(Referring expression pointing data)
★ ★ ★ ★ ★ ★ ★

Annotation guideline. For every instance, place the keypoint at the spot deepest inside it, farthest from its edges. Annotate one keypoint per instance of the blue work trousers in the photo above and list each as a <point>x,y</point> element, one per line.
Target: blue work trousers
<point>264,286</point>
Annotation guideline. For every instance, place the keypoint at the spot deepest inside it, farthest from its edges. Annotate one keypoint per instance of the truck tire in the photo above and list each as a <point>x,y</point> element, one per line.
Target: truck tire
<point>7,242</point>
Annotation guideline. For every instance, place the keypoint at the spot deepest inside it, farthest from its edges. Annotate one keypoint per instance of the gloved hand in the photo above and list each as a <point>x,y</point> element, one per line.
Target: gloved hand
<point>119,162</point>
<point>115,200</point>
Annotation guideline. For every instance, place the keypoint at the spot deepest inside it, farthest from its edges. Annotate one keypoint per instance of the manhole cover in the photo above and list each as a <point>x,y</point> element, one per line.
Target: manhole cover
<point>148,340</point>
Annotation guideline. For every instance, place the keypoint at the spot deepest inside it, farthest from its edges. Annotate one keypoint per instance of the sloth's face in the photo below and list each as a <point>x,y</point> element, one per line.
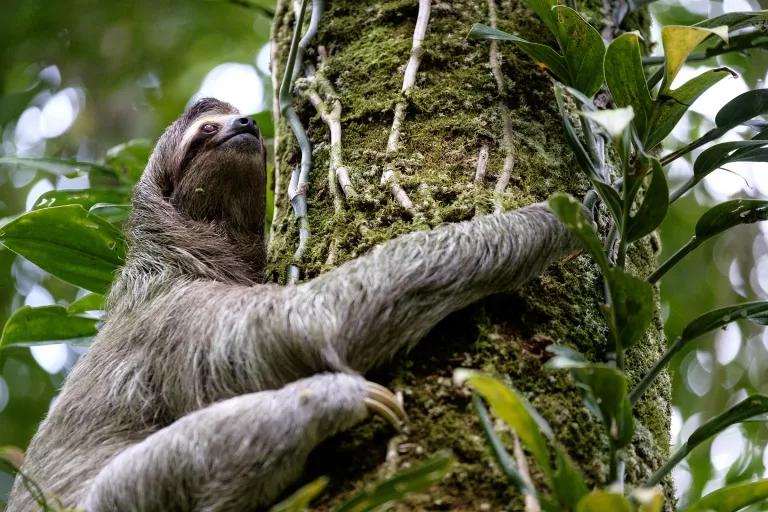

★ ★ ★ ★ ★ ★ ★

### Problem requirements
What is needed is an exact copy of the lines from the one with "Target: manhole cover" through the end of the data above, both included, minus any pictures.

### Written answer
Target: manhole cover
<point>148,340</point>
Annotation guideline. For every instance, place the keypoint at the spot deepest inside it, farthest from its edges. Annotate one keypoint per instance of the sloth's face in the photo below and list each as a <point>x,y</point> element, one per line.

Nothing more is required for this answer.